▶ [Instructions for the task]:
Please take the lines from the one holding "white brick wall" through the one holding "of the balloon" in the data below and copy them exactly.

####################

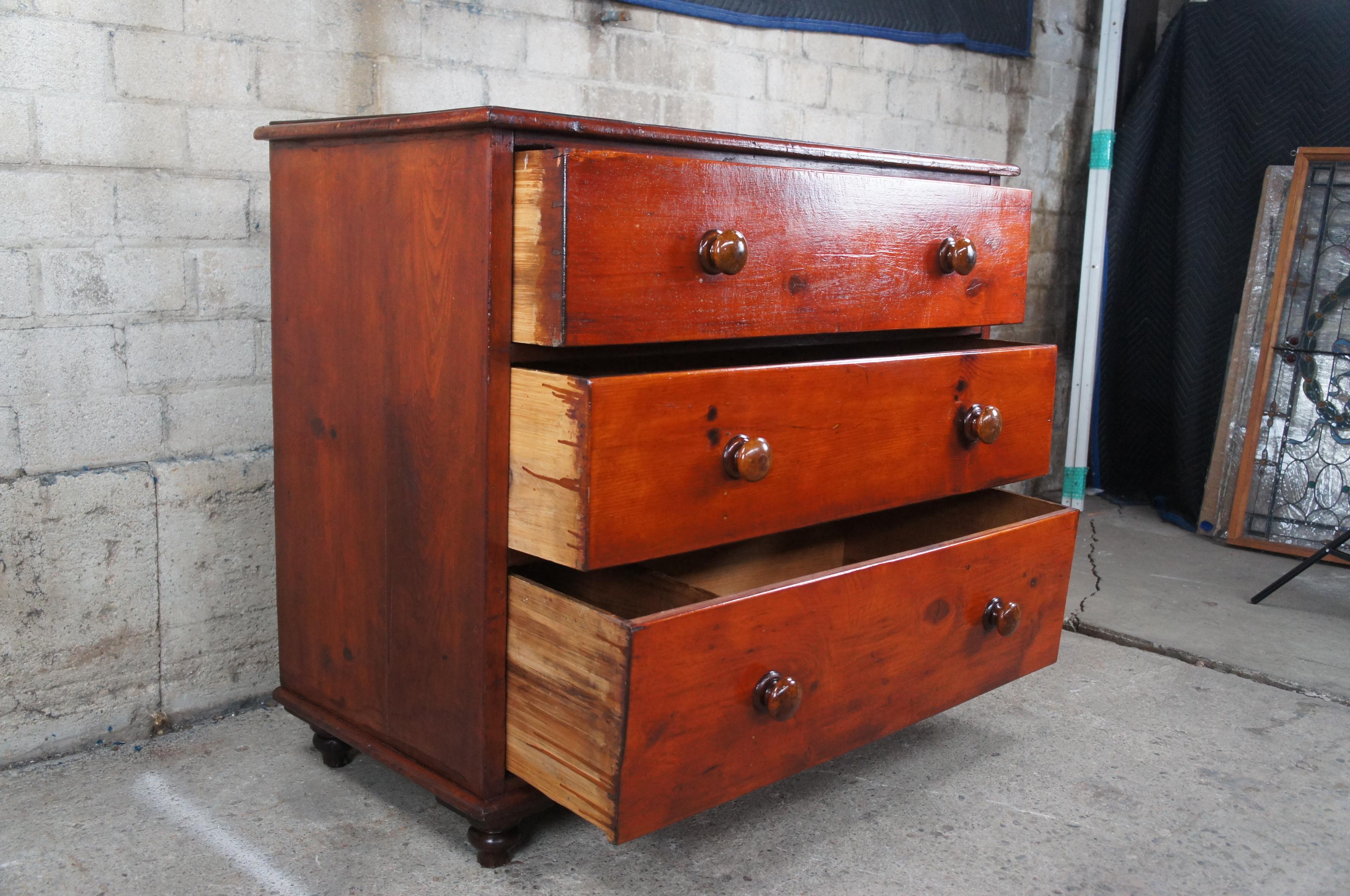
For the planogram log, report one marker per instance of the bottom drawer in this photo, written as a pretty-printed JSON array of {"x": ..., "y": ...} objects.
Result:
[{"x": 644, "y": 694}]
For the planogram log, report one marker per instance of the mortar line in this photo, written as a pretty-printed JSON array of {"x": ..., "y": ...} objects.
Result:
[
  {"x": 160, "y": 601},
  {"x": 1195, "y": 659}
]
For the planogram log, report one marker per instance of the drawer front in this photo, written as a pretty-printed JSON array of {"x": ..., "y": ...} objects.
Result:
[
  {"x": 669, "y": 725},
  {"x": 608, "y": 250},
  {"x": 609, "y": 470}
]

####################

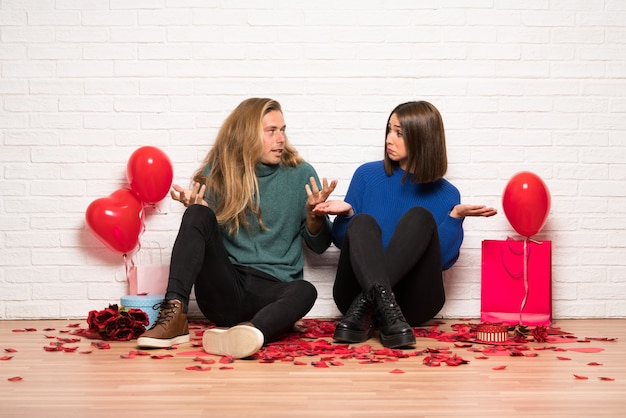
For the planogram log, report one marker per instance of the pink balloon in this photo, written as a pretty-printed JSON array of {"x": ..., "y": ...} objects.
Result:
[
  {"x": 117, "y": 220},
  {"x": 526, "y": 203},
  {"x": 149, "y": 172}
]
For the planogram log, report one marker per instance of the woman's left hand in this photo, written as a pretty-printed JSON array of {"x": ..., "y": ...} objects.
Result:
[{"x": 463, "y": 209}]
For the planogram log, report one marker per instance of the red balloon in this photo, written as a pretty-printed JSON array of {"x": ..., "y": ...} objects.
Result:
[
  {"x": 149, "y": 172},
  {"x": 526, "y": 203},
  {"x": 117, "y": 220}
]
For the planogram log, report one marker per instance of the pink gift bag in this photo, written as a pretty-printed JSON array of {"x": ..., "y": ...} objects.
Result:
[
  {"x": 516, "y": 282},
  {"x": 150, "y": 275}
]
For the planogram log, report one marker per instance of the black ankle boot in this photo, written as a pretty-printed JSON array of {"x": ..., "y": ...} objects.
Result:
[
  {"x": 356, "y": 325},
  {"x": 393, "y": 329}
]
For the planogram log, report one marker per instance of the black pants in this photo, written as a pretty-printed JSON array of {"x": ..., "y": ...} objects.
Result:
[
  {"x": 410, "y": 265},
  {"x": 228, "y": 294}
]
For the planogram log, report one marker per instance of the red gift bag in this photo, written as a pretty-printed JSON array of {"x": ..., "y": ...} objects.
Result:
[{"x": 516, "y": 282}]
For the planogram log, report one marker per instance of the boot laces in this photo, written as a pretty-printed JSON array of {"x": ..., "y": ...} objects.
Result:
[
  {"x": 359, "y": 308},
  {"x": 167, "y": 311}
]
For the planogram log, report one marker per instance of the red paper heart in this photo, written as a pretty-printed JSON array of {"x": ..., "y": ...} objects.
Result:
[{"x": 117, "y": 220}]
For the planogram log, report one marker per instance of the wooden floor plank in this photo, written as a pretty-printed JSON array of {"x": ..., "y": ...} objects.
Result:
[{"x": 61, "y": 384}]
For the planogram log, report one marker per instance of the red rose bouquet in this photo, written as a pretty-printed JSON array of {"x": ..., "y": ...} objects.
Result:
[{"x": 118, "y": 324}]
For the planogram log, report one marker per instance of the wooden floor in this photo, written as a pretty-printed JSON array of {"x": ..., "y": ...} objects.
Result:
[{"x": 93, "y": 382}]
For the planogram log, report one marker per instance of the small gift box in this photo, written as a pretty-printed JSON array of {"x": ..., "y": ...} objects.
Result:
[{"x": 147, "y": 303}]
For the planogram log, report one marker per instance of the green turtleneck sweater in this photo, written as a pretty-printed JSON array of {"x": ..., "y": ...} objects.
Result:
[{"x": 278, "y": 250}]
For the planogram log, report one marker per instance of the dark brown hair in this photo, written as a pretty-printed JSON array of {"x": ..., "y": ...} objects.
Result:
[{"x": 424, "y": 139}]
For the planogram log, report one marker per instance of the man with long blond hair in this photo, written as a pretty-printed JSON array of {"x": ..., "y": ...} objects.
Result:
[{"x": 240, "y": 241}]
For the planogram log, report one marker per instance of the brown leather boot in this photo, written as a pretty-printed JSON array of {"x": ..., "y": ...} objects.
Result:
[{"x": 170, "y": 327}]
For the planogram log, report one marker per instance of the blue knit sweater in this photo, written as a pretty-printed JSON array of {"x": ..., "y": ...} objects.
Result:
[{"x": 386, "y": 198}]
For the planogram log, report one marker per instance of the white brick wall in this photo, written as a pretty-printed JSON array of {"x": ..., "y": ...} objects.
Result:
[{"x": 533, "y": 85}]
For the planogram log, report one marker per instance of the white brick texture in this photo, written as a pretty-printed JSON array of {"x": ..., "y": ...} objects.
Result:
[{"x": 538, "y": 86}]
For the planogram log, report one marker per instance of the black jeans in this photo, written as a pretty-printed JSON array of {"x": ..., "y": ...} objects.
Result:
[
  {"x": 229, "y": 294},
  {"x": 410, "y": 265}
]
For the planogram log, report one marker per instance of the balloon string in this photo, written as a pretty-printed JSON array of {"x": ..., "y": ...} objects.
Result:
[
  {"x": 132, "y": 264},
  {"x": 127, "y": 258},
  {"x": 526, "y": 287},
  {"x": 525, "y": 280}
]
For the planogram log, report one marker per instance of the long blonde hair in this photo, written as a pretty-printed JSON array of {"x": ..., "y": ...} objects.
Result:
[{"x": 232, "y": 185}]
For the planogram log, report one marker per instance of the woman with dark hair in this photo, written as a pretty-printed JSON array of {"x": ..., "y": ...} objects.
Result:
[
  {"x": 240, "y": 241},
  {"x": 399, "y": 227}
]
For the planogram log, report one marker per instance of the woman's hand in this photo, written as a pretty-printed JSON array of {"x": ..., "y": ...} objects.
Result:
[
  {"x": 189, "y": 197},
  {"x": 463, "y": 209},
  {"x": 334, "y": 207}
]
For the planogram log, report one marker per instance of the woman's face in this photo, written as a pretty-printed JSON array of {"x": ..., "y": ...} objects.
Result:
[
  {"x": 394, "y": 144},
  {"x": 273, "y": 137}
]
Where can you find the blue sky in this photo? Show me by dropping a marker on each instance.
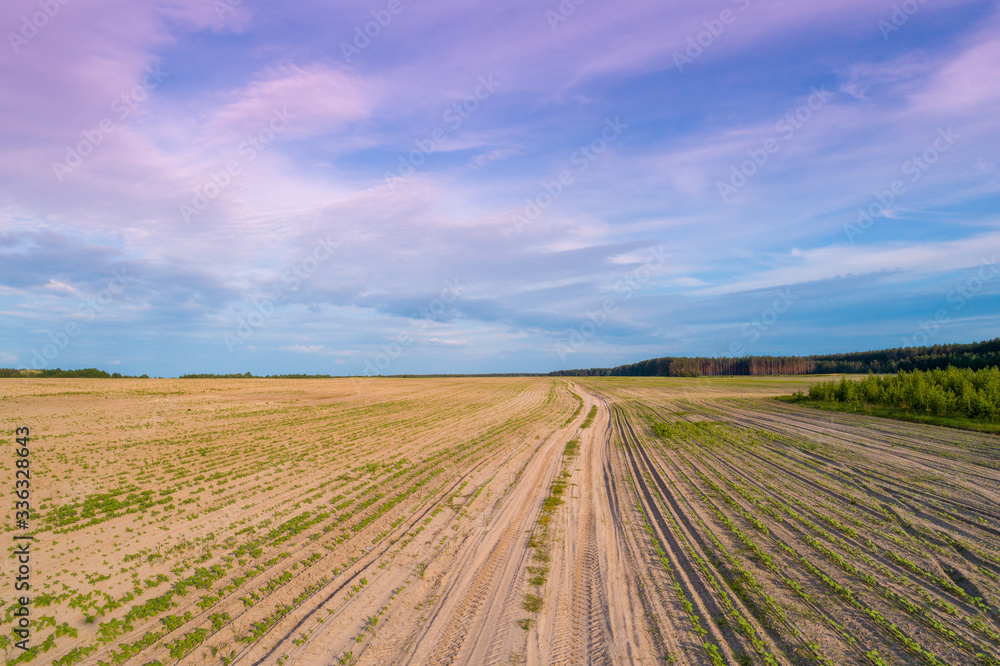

####################

▶ [Result for this task]:
For the planogram log, report one marker per instance of the white brick wall in this photo, written as a pretty-printed JSON array of {"x": ..., "y": ...} objects.
Result:
[{"x": 533, "y": 85}]
For the planogram log, report one marker per instance of the white brick texture in this photo, written as a pretty-printed JSON array of {"x": ..., "y": ...} objects.
Result:
[{"x": 538, "y": 86}]
For the planogram log, report one marker per instance of the black jeans in this photo, written as a pretty-printed JSON array of {"x": ..., "y": ...} objects.
Result:
[
  {"x": 229, "y": 294},
  {"x": 410, "y": 265}
]
For the planogram log, report one marker per instance of the balloon string in this photo, written as a pretty-printed JSON array of {"x": ..., "y": ...} objects.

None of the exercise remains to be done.